----- ENTRIES PROVIDED

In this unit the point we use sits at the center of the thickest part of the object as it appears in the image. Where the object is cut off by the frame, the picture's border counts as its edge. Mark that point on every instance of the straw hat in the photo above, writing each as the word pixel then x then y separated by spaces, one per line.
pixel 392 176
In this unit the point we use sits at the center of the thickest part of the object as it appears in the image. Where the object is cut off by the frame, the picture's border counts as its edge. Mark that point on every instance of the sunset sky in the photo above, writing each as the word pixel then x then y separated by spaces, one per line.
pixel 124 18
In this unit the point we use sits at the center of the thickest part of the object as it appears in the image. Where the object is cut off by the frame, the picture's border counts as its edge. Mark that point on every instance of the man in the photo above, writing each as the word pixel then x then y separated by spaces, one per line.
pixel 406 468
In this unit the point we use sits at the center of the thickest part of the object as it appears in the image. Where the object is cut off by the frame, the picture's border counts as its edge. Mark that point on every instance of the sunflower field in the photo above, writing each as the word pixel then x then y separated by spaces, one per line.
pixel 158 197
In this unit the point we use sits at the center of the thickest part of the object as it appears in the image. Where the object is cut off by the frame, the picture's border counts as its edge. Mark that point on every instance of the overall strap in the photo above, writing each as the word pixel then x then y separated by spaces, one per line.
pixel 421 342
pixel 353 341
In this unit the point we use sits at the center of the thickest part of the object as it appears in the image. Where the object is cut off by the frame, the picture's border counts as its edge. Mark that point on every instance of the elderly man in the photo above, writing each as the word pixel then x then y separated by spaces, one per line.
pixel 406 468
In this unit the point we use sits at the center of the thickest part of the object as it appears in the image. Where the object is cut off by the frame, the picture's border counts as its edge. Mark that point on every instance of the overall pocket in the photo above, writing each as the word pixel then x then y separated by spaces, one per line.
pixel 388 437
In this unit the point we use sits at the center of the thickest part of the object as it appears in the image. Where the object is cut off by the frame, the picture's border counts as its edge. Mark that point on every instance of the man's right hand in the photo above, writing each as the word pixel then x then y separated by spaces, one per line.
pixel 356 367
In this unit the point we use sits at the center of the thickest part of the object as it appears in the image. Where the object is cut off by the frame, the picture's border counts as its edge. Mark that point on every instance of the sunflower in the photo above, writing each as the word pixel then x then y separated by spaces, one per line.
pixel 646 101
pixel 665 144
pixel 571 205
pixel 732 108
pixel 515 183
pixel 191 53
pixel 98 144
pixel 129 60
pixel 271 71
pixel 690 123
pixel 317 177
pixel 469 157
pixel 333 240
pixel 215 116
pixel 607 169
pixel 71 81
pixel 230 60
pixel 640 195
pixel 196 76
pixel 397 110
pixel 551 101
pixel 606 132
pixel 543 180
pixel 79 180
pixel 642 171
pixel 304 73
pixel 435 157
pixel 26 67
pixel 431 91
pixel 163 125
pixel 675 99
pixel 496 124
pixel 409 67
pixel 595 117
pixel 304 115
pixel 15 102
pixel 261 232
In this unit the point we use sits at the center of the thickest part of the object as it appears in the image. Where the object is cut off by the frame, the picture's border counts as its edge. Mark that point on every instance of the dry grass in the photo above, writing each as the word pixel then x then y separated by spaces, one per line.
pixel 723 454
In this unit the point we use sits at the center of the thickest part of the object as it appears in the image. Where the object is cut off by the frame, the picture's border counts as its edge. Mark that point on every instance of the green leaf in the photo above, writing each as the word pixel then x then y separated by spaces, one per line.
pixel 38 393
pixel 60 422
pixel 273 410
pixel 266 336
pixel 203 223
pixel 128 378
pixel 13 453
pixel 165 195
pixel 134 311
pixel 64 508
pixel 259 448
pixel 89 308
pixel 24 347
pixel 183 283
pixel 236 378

----------

• [TASK]: Copy exactly the line containing "of the green" and every line after it, ending with the last line of the records above.

• [CORRECT ANSWER]:
In this unit the point we use sits at the center of the thickest part of the object as it appears in the image. Where the object is cut off by the frame, the picture's border counts as its edge. Mark that point on every instance of the green leaf in the photo above, writing each as the word pixel then x then y separated by spaces, one per line.
pixel 38 393
pixel 60 422
pixel 273 410
pixel 266 336
pixel 203 223
pixel 128 378
pixel 13 453
pixel 165 195
pixel 134 311
pixel 64 508
pixel 259 448
pixel 89 308
pixel 24 347
pixel 183 283
pixel 236 378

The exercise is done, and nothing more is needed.